제공 데이터:
++++++

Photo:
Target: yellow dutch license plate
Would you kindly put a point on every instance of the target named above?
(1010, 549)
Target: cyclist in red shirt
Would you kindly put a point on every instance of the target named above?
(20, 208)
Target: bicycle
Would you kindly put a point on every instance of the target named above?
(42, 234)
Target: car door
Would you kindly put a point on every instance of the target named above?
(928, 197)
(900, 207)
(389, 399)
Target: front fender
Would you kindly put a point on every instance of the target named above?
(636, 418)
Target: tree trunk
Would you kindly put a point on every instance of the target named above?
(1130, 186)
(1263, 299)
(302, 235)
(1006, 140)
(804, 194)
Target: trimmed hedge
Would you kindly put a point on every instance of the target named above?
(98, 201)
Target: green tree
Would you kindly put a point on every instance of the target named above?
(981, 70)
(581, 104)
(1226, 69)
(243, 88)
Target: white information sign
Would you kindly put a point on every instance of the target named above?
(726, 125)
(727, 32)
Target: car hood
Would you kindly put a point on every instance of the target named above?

++++++

위의 모든 행을 다시 작성하되, "Would you kindly"를 전부 "Could you please"로 바꾸고 나머지는 변경하지 마십시오.

작성된 풀이:
Photo:
Target: yellow dutch license plate
Could you please put a point on every instance of the target named above?
(1010, 549)
Target: cyclist in red shirt
Could you please put a point on every instance of the target named above?
(20, 208)
Target: bicycle
Could you please put a point on every instance of the target named above?
(42, 234)
Target: car door
Could you please put a point on every instance of the target named above?
(928, 197)
(900, 207)
(389, 399)
Target: front fender
Could you please put a point on every instance of the target named above?
(636, 418)
Target: tree trunk
Could you please put a point on every instance of the target named above?
(1130, 186)
(1263, 299)
(302, 235)
(1006, 140)
(804, 194)
Target: trimmed hedge
Could you please put a point on every instance of the target named above?
(98, 201)
Target: green tree
Could you please put a point on every instance of the target named above?
(981, 70)
(581, 104)
(1226, 69)
(243, 88)
Target: white information sign
Could you please put a point on every instance of the target named above?
(726, 125)
(727, 32)
Target: car hood
Could you please put a point on every instance of the target named above?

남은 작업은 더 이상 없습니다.